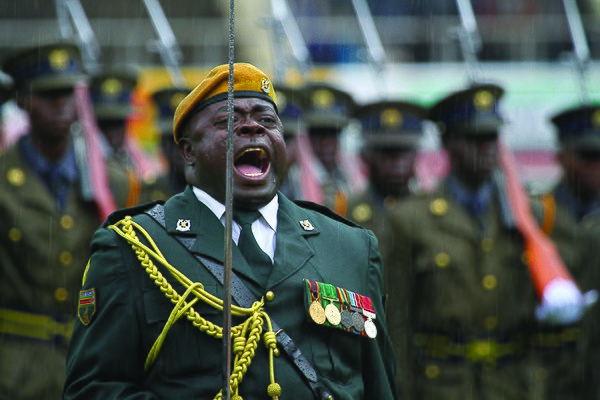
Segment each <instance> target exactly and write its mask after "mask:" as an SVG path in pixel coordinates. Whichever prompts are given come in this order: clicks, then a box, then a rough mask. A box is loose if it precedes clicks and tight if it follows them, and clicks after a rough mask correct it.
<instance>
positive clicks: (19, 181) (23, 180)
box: [6, 168, 25, 186]
mask: <svg viewBox="0 0 600 400" xmlns="http://www.w3.org/2000/svg"><path fill="white" fill-rule="evenodd" d="M6 177H7V178H8V181H9V182H10V183H11V185H13V186H22V185H23V184H24V183H25V173H24V172H23V170H22V169H20V168H11V169H9V170H8V174H7V176H6Z"/></svg>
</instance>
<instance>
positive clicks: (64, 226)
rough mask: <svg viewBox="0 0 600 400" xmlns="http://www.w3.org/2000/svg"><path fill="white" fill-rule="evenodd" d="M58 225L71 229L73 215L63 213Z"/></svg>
mask: <svg viewBox="0 0 600 400" xmlns="http://www.w3.org/2000/svg"><path fill="white" fill-rule="evenodd" d="M60 226H62V228H63V229H66V230H68V229H71V228H72V227H73V217H71V216H70V215H63V216H62V217H60Z"/></svg>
■ ■ ■ ■ ■
## What to work on:
Repeat each entry precisely as it appears. Leave the pictures out.

## Answer area:
Segment each <instance> target exactly and write its mask after "mask:" as an SVG path in pixel coordinates. Whichever prompts are given come in this order: clicks, then a box, then a rough mask. A box is loose if it precedes clicks and tight if it follows them, and clicks after a rough mask correct it.
<instance>
positive clicks: (19, 181) (23, 180)
box: [6, 168, 25, 186]
mask: <svg viewBox="0 0 600 400" xmlns="http://www.w3.org/2000/svg"><path fill="white" fill-rule="evenodd" d="M6 177H7V178H8V181H9V182H10V183H11V185H13V186H22V185H23V184H24V183H25V173H24V172H23V170H22V169H20V168H11V169H9V170H8V174H7V176H6Z"/></svg>
</instance>
<instance>
positive clicks: (64, 226)
rough mask: <svg viewBox="0 0 600 400" xmlns="http://www.w3.org/2000/svg"><path fill="white" fill-rule="evenodd" d="M58 225L71 229L73 215L63 213Z"/></svg>
mask: <svg viewBox="0 0 600 400" xmlns="http://www.w3.org/2000/svg"><path fill="white" fill-rule="evenodd" d="M60 226H62V228H63V229H66V230H68V229H71V228H72V227H73V217H71V216H70V215H63V216H62V217H60Z"/></svg>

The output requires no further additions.